## Exercise set
1. From the interview on Romanian and Ukrainian consumers, reproduce word for word the passage from "Q: Can we talk" up to and including "avoid such definition.".
2. In the interview on Romanian and Ukrainian consumers, what does the text say consumers all over the world like?
3. Using the interview on Romanian and Ukrainian consumers, decide whether each statement agrees with the text. Answer yes or no and quote the deciding words.
(a) In Romania, retail spending makes up 29% of household private consumption.
(b) Retail sales in Ukraine are expected to grow in 2016.
(c) On average, consumers visit three shopping places a month for a regular food basket.

start Supplied text

Q: Can we talk about a ‘universal consumer’? From you experience, what are the main differences between the Romanian consumer and the Ukrainian ones?

 

Adrian Ariciu: The consumer is becoming much more selective in his choices, thus more demanding on product's performance and value generated by retailers. On average, consumers visit three shopping places a month for a regular food basket, and this number is increasing. On one hand, this helps compare products and shopping places, make better choices and push retailers to improve their offers. On the other hand, this is the way to offer new things to the consumer, products that he or she did not think of before.

It is hardly possible to talk about the ‘universal consumer’ and his profile, and I would avoid such definition.

 

The majority of us are eager to pay for emotions and memories when buying something, including food products. Consumers all over the world, in all stable economies, like fancy retro styles, traditional recipes, eco-trends, goods from local farmers. At the same time, we see that functional products are improving over time and international FMCG companies are trying to create standard global products.

 

Such consumers’ behavior can have the roots in the past decades, when access to food was limited and suddenly abundancy in availability and variety of choice creates new habits of overspending, especially during seasonal events or festive periods.

 

Unfortunately, we, Romanians, throw away a lot of food which is bought in excess. And this does not mean that next time we will buy less. Seeing this, retailers and manufacturers encourage stocking up.

 

Purchasing power index is low both in Romania and Ukraine, as well as in other East European countries. Romania is coming from 2015 with a retail turnover growth of 4.7% and Ukraine is coming from -24.2% in real terms, according to GfK recent studies. As for the Ukrainian consumer, he is sensitive to local currency devaluation, political and economic uncertainties – these factors dampen consumption mood. Now Ukraine sees calm after the storm, with a minor decline of retail sales of 1-2% in real terms foreseen for 2016. Romania will continue to take advantage of the VAT decrease in accelerated growth of retail, reaching +6-7% by the end of the year.

 

Q: The countries in Eastern Europe are subject to a lower spending power than their Western counterparts. Are these countries more interesting in terms of consuming? On a scale from 1 to 10 (where 10 is the highest achieved performance in terms of retail), where do countries like Ukraine and Romania stand? Please detail.

 

Adrian Ariciu: Indeed, purchasing power index per inhabitant is much lower in Ukraine and Romania in comparison with the average EU index. However, we have to look at other indicators to understand the potential of retail development and attraction of further investments.

 

In Romania, total retail spending versus total household private consumption is low, with 29% share, close to the EU average, and retail share is going down. Consumers are spending more money on services, travelling and recreational activities. Coming back to purchasing power per capita, the higher it is, the greater amount of money they spend on other than basic needs, such as food.

 

In Ukraine, the share of retail expenditures in the average household private consumption is very high, up to 64% in 2015. Consumers are looking for big savings in leisure, travelling, services, clothing, and focus on basic needs.

 

Disposable income per household is another indicator to follow, because usually retailers target a household and a family as a consumption individual point.

end Supplied text
start Provided data

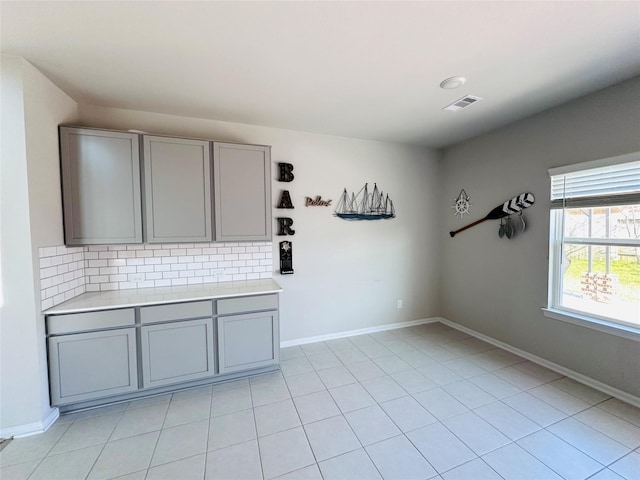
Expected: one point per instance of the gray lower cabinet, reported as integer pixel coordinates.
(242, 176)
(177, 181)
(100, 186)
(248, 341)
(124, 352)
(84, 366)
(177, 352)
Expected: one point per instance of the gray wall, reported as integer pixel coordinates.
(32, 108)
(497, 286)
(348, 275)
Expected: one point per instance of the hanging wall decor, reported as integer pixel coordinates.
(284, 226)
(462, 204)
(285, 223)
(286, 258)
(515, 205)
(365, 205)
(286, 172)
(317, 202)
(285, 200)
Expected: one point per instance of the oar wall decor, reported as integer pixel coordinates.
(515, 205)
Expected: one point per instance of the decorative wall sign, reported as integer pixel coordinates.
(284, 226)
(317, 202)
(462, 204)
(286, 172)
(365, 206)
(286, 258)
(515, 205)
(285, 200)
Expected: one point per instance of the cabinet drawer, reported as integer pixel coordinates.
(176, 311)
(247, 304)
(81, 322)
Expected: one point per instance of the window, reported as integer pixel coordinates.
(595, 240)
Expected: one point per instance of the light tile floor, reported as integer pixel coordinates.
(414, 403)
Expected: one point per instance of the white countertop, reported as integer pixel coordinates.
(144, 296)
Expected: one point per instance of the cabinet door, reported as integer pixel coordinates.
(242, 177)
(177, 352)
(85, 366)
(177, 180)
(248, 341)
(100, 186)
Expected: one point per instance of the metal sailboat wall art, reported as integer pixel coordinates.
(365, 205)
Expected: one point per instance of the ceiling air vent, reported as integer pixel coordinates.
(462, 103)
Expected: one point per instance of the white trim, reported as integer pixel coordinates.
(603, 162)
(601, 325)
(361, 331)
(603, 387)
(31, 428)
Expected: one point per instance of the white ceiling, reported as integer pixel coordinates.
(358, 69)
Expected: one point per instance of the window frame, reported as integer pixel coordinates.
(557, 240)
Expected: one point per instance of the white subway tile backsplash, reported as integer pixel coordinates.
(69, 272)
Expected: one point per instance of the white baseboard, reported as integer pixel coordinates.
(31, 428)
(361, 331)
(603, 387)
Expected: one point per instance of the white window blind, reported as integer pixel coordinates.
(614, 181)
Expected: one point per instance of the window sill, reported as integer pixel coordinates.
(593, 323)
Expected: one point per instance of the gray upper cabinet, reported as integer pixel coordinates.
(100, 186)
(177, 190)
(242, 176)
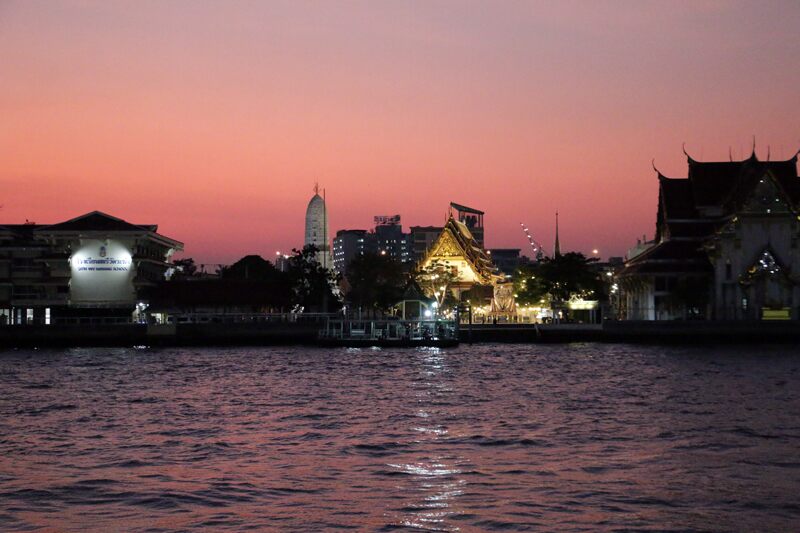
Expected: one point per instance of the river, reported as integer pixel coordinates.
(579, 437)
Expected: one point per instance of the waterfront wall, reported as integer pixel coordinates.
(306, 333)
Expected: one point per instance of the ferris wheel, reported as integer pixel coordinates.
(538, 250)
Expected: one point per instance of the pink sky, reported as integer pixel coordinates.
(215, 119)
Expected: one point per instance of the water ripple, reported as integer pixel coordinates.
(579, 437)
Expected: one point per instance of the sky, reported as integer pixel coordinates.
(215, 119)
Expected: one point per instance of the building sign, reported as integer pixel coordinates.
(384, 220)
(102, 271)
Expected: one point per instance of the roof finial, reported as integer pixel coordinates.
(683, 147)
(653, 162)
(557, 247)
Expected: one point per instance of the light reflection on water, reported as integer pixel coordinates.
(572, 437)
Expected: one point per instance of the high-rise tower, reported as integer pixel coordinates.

end Provided data
start Provided data

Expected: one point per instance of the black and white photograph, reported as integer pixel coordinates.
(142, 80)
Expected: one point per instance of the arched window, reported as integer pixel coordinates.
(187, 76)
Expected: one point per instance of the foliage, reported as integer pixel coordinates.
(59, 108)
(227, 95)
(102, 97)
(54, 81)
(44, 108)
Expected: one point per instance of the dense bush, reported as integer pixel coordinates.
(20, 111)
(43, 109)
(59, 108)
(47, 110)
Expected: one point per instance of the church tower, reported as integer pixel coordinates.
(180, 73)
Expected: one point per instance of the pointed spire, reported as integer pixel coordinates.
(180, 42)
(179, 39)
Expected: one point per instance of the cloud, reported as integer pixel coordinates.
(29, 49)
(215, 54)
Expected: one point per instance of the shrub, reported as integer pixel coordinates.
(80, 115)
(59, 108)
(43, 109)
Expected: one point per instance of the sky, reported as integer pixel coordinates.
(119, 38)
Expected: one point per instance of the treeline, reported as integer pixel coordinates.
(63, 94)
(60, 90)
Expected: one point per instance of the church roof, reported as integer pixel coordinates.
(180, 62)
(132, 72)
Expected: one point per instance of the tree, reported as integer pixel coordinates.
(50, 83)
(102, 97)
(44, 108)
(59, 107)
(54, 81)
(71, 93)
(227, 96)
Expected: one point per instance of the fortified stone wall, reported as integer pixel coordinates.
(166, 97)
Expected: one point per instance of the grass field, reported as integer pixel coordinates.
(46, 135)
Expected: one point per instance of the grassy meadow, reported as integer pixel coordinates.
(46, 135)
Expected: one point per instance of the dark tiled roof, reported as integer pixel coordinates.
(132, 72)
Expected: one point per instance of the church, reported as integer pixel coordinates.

end Provided data
start Provided data

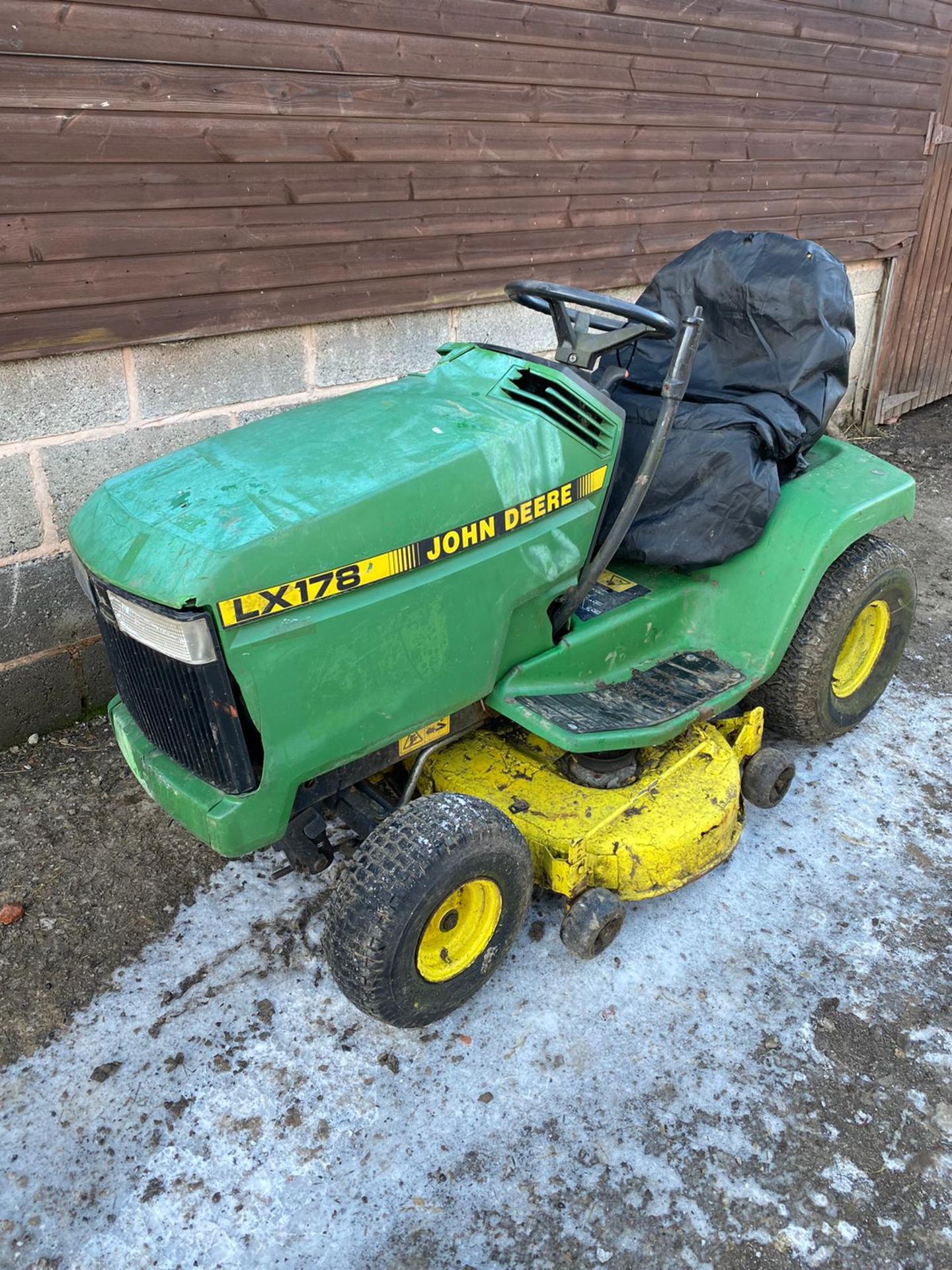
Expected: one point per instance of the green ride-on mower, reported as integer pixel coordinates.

end Provided data

## Exercise responses
1.
Q: Can we talk about a ‘universal consumer’? From you experience, what are the main differences between the Romanian consumer and the Ukrainian ones?

 

Adrian Ariciu: The consumer is becoming much more selective in his choices, thus more demanding on product's performance and value generated by retailers. On average, consumers visit three shopping places a month for a regular food basket, and this number is increasing. On one hand, this helps compare products and shopping places, make better choices and push retailers to improve their offers. On the other hand, this is the way to offer new things to the consumer, products that he or she did not think of before.

It is hardly possible to talk about the ‘universal consumer’ and his profile, and I would avoid such definition.

2.
- fancy retro styles
- traditional recipes
- eco-trends
- goods from local farmers

3.
(a) Yes: "total retail spending versus total household private consumption is low, with 29% share"
(b) No: "a minor decline of retail sales of 1-2% in real terms foreseen for 2016"
(c) Yes: "On average, consumers visit three shopping places a month for a regular food basket"